§ **What the exercise asks**: Pick out each line of the records that contains the string "every". Case counts.

"""

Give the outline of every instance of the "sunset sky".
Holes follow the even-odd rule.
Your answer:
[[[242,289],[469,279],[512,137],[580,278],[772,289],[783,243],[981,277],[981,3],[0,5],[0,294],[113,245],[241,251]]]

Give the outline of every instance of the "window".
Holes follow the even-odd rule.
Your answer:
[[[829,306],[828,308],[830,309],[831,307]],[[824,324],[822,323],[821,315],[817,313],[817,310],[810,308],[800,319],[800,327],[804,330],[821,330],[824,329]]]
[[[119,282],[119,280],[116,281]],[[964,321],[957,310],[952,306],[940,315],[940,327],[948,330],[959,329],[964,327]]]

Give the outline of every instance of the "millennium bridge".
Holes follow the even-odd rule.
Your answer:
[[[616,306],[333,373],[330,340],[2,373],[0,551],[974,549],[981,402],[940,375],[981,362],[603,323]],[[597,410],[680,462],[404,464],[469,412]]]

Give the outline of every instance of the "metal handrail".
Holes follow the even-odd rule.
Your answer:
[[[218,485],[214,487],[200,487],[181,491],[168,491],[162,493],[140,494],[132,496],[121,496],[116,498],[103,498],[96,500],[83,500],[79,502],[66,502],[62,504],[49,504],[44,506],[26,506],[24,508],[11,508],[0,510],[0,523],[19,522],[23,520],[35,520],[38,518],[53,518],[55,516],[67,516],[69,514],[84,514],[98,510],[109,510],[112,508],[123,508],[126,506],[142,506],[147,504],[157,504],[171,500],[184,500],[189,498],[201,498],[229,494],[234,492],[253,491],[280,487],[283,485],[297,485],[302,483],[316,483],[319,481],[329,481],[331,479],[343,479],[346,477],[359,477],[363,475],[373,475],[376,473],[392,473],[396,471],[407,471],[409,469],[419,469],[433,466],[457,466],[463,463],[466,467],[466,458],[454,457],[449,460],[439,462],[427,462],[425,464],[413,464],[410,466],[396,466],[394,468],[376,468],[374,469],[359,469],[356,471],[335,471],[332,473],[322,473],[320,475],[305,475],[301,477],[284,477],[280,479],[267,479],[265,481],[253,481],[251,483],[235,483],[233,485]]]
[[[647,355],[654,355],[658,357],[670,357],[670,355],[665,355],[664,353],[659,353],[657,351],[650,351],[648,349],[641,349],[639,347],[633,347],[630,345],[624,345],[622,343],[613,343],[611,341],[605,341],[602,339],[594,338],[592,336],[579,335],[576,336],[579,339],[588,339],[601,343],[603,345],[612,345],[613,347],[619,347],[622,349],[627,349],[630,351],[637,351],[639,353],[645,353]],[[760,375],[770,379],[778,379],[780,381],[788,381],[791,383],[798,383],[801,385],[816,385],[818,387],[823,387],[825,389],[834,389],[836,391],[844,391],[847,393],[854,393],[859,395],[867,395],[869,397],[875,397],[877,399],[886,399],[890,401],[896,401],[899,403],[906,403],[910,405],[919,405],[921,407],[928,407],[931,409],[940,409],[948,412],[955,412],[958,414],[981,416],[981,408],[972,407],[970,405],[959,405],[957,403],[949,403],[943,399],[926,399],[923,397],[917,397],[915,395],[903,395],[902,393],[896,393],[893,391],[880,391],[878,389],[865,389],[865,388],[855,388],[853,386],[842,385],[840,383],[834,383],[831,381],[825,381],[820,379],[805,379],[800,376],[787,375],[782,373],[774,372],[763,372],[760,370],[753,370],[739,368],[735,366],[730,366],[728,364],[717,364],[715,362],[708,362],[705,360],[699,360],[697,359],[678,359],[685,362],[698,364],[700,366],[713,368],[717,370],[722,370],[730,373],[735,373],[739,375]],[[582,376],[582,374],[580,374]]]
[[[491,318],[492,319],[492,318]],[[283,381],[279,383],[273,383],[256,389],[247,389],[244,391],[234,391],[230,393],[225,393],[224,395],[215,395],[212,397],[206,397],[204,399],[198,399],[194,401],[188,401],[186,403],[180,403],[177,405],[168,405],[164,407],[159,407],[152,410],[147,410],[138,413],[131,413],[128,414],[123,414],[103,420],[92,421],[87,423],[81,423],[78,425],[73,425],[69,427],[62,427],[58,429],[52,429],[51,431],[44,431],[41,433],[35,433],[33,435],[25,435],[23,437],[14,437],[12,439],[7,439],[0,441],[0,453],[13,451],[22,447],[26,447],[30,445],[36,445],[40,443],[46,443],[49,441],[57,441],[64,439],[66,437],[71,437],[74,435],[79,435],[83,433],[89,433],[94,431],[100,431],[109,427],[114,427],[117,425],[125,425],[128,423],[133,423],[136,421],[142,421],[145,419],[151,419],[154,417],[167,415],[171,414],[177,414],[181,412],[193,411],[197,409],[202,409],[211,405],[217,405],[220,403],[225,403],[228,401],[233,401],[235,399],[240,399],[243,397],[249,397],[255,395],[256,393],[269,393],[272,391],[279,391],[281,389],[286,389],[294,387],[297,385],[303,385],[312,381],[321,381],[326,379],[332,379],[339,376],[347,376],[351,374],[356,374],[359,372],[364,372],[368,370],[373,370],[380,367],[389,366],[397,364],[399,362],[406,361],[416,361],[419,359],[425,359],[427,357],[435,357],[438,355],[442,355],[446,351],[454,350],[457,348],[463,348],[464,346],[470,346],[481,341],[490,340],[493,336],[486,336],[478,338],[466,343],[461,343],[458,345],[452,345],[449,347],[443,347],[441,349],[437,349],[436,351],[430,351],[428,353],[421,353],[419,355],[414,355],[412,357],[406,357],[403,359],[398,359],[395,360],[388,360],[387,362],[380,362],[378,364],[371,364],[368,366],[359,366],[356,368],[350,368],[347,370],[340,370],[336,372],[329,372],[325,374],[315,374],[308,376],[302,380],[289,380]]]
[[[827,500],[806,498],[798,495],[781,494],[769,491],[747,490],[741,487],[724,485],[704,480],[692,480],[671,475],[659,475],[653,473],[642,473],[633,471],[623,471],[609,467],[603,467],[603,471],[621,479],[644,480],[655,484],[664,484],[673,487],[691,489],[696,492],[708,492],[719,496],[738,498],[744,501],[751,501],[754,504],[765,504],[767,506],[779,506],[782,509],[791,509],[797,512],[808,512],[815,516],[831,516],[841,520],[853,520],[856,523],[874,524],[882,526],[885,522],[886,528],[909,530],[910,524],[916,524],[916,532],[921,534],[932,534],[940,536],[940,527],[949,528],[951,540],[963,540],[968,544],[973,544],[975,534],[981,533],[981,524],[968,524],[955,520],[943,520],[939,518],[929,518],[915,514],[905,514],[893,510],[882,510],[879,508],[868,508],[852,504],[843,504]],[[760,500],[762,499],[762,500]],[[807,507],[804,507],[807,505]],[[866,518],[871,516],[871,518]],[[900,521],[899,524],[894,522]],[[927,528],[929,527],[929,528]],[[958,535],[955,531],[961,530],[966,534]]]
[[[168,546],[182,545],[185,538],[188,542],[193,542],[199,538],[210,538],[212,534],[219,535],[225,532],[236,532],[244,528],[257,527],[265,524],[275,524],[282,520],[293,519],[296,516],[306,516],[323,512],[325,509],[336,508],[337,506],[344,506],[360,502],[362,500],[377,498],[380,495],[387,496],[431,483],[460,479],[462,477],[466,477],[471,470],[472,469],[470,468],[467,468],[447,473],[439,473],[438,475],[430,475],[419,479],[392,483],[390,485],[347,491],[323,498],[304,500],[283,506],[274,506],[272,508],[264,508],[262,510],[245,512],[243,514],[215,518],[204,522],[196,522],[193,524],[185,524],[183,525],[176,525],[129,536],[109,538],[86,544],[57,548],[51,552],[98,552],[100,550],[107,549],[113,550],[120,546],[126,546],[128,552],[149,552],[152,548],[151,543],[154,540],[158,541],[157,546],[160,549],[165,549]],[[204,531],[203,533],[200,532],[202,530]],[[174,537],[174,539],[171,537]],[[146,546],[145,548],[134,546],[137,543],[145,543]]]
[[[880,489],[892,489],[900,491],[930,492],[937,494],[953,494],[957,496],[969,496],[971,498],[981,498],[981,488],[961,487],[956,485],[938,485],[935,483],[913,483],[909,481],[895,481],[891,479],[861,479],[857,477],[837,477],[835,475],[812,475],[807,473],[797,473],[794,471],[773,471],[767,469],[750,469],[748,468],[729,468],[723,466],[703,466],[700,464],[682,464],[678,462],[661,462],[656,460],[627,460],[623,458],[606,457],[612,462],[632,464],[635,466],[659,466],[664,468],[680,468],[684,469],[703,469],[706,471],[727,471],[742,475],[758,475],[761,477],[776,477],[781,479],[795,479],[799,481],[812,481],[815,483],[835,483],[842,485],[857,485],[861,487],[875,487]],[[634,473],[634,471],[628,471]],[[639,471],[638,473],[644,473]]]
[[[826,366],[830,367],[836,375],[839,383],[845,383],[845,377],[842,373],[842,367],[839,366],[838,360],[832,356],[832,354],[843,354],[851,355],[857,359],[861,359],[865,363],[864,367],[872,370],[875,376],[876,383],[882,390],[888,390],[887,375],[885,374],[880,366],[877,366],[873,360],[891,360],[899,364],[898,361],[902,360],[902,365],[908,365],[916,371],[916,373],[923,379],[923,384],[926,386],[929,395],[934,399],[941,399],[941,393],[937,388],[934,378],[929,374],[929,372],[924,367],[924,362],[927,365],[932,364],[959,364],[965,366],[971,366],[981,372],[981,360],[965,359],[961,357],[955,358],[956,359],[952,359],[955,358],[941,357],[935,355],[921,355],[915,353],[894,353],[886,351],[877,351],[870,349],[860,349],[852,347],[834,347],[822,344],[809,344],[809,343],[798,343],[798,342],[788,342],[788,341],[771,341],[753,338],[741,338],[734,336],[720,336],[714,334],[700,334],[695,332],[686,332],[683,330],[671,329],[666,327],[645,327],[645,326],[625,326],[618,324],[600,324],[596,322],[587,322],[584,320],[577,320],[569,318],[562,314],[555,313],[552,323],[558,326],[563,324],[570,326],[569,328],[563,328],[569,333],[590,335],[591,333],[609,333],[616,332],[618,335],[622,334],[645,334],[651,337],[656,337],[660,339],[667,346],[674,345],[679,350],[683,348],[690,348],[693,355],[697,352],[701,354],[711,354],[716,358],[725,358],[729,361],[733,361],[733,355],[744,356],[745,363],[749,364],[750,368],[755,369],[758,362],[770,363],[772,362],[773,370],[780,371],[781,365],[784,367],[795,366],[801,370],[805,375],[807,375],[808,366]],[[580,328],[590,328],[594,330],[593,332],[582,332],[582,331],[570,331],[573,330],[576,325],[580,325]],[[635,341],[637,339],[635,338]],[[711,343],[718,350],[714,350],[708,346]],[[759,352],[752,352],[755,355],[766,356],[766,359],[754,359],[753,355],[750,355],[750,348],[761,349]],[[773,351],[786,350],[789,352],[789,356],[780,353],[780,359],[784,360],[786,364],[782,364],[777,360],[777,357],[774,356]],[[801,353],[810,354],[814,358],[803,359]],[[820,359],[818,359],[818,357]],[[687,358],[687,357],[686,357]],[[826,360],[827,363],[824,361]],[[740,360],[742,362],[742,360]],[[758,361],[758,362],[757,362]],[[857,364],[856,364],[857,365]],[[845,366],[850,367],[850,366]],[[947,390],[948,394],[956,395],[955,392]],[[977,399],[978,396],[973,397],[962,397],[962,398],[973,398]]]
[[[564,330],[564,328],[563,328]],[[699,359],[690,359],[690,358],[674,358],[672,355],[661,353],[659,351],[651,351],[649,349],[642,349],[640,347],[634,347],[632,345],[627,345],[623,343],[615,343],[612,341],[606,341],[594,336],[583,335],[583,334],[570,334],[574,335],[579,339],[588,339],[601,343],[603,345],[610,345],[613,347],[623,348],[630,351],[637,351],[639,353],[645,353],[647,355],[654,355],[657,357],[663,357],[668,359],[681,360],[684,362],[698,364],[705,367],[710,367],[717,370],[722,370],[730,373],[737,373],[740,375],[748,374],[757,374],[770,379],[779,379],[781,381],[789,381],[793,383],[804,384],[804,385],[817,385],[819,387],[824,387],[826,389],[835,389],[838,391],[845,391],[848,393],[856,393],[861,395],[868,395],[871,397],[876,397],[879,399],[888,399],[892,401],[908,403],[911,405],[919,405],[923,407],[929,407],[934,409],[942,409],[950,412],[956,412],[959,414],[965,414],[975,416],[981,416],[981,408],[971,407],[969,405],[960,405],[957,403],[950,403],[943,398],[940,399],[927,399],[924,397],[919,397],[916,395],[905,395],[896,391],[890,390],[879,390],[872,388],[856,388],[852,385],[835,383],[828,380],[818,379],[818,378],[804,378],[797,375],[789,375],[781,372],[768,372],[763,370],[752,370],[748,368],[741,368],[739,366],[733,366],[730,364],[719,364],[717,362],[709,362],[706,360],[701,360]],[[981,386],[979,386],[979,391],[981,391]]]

"""

§ **Task response**:
Give the outline of every instance of the "sunset sky".
Give the outline of every instance of the "window".
Give the outline of every instance of the "millennium bridge".
Give the outline of every instance of the "metal handrail".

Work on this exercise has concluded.